◆ Trecho de origem
Clube dos Escritores 50+ Eunice Maciel Emojis

PALAVRAS DITAS, ESCRITAS E EMOJIS

ou crônica de corações partidos em tempos de WA

Fui ao centro da cidade e voltei, os dois trajetos de metrô. Na viagem de volta, numa das paradas, entraram no vagão em que eu estava duas amigas que, na falta de assentos vagos, seguraram-se na barra que estava bem próxima a mim. Sem que eu pudesse evitar, fui posta a par da vida amorosa de uma delas.

Como se estivesse num palco, a garota de uns vinte anos declamava num monólogo (na verdade um diálogo, mas como a outra falava baixinho, o que chegava aos meus ouvidos era um monólogo) o rompimento com o namorado. Não ficou claro o estopim da briga, provavelmente contado ainda na estação antes do trem chegar, mas ficou claríssimo, em alto e bom som, os desdobramentos que levaram ao fim do relacionamento.

Quieta no meu canto soube – eu e mais um vagão inteiro – que a nossa protagonista, chateada com sei lá o quê que o namorado tinha feito, ligou para conversarem. Ele atendeu rapidamente, não podia falar no momento, e ficou de ligar depois. O “depois” virou quase um dia inteiro e a mocinha se aborreceu com tanto descaso. Mandou, então, segundo ela mesma, uma mensagem de texto quilométrica pelo celular abrindo seu coração, se dizendo pouco valorizada e pedindo que ele lhe telefonasse para conversarem. O rapaz ligou logo depois e dessa vez foi ela quem não pôde atender. Assim que foi possível, retornou a ligação, que caiu na caixa postal. Quem sabe seu namorado estaria no chuveiro, em reunião, no banheiro, na rua, e não ouviu o celular tocar? Mas nada disso passou pela cabeça da jovem que contou para a amiga e para a involuntária plateia que “ele não atendeu porque não quis, só para me chatear”.

◆ Tarefa escrita A
Reescreva a passagem da crônica que vai de "PALAVRAS DITAS, ESCRITAS" até "fim do relacionamento.", trocando "metrô" por "ônibus".
◆ Tarefa escrita B
De acordo com a crônica, quantos anos aparentava ter a garota que contava o rompimento com o namorado?
◆ Tarefa escrita C
Diga se cada afirmação abaixo está de acordo com a crônica e cite as palavras do texto que decidem a resposta: (i) quem narra fez de metrô tanto a ida quanto a volta; (ii) as duas amigas encontraram assentos vagos no vagão; (iii) quando a jovem retornou a ligação, o namorado atendeu.

◆ Amostra dos dados
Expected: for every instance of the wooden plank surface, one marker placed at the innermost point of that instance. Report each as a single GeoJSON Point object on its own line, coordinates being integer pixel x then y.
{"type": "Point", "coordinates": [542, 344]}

◆ Resolução da tarefa A
PALAVRAS DITAS, ESCRITAS E EMOJIS

ou crônica de corações partidos em tempos de WA

Fui ao centro da cidade e voltei, os dois trajetos de ônibus. Na viagem de volta, numa das paradas, entraram no vagão em que eu estava duas amigas que, na falta de assentos vagos, seguraram-se na barra que estava bem próxima a mim. Sem que eu pudesse evitar, fui posta a par da vida amorosa de uma delas.

Como se estivesse num palco, a garota de uns vinte anos declamava num monólogo (na verdade um diálogo, mas como a outra falava baixinho, o que chegava aos meus ouvidos era um monólogo) o rompimento com o namorado. Não ficou claro o estopim da briga, provavelmente contado ainda na estação antes do trem chegar, mas ficou claríssimo, em alto e bom som, os desdobramentos que levaram ao fim do relacionamento.

◆ Resolução da tarefa B
Uns vinte anos.

◆ Resolução da tarefa C
(i) Sim: "os dois trajetos de metrô".
(ii) Não: "na falta de assentos vagos".
(iii) Não: "que caiu na caixa postal".